- Goal of the exercise
Would it be possible to write out each entry below exactly, without the pictures?

_ _ _ _ _ _ _

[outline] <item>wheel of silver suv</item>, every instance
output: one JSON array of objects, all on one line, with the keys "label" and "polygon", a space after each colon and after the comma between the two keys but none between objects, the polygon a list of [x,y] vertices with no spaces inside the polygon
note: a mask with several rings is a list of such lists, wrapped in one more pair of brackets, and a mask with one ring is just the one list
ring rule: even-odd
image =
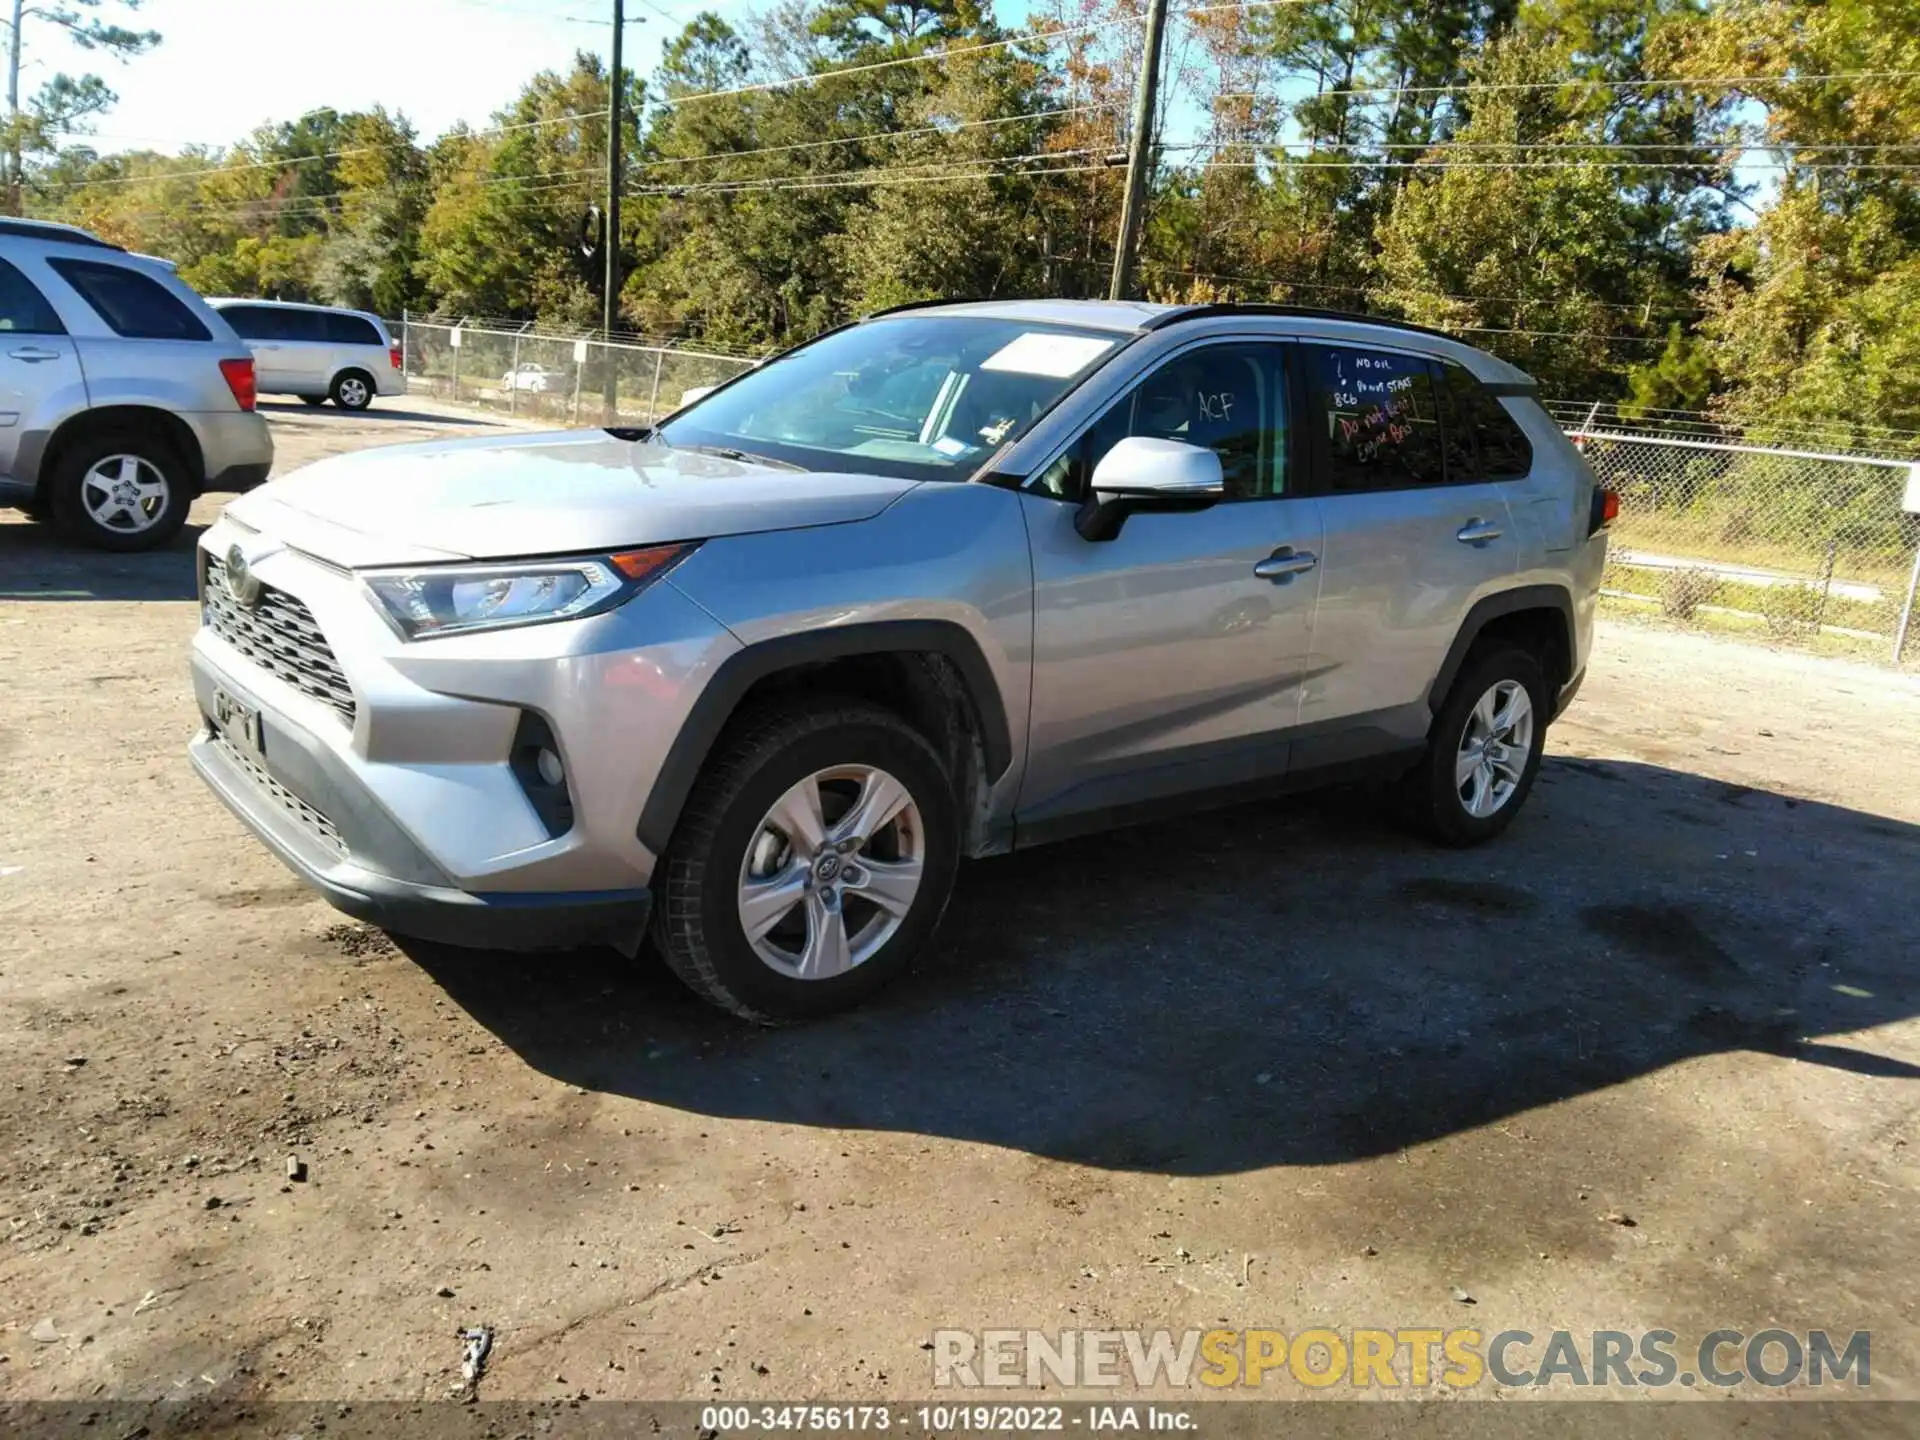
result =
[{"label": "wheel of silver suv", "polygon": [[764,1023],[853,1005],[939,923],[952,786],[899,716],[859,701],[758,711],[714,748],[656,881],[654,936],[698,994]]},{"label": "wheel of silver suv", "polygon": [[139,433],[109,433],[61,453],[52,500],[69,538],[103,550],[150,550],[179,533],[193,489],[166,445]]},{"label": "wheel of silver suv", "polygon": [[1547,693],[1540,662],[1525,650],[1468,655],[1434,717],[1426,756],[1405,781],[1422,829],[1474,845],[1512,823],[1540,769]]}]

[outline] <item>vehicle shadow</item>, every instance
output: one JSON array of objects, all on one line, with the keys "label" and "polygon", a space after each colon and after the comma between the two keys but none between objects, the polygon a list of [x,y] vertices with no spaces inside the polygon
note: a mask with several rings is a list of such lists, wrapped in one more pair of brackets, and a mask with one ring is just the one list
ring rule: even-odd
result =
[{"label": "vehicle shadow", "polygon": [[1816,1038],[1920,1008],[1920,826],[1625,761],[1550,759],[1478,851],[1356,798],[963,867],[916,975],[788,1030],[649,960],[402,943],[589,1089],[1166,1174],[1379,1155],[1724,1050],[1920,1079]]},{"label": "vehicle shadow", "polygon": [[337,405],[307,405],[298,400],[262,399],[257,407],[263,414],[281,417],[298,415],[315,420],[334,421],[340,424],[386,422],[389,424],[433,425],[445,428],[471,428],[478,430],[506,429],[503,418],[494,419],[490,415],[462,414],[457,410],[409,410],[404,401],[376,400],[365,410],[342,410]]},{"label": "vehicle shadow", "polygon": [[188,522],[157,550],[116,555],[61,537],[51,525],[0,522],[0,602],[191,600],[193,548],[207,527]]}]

_ _ _ _ _ _ _

- Output for this exercise
[outline] <item>wheel of silver suv</item>, every instance
output: one JSON array of objects, all on one line, with the keys "label" and "polygon", a space after each colon and after the comma between the two keys but none between objects, the polygon a list of [x,y] vertices with no spaces inside the polygon
note: a mask with several rings is a list of such lists, wrapped in one more pair of brackets, and a mask with one ring is just the one list
ring rule: even-odd
image =
result =
[{"label": "wheel of silver suv", "polygon": [[764,1023],[853,1005],[939,923],[952,786],[899,716],[859,701],[758,711],[714,748],[656,881],[654,936],[698,994]]},{"label": "wheel of silver suv", "polygon": [[139,433],[109,433],[61,453],[52,500],[69,538],[103,550],[150,550],[179,533],[193,489],[166,445]]},{"label": "wheel of silver suv", "polygon": [[1547,693],[1540,662],[1525,650],[1468,655],[1434,717],[1426,756],[1405,781],[1422,829],[1474,845],[1512,823],[1540,769]]}]

[outline] <item>vehicle shadow</item>, every instance
output: one JSON array of objects, all on one line, with the keys "label" and "polygon", a space after each colon and after the comma between the two keys but none between objects, the polygon a list of [x,y] vertices with no spaces inside the polygon
note: a mask with several rings is a list of such lists, wrapped in one more pair of brackets, and a mask with one ring is just the one list
ring rule: even-odd
result =
[{"label": "vehicle shadow", "polygon": [[1816,1038],[1920,1008],[1920,826],[1625,761],[1550,759],[1478,851],[1356,798],[963,867],[916,975],[788,1030],[649,960],[402,943],[589,1089],[1166,1174],[1379,1155],[1724,1050],[1920,1079]]},{"label": "vehicle shadow", "polygon": [[337,405],[307,405],[298,400],[262,399],[257,407],[263,414],[281,417],[298,415],[315,420],[334,421],[340,424],[386,422],[389,424],[433,425],[445,428],[471,428],[478,430],[506,429],[503,418],[494,419],[490,415],[462,414],[457,410],[409,410],[404,401],[376,400],[365,410],[342,410]]},{"label": "vehicle shadow", "polygon": [[188,522],[157,550],[116,555],[61,537],[51,525],[0,522],[0,602],[191,600],[193,548],[207,527]]}]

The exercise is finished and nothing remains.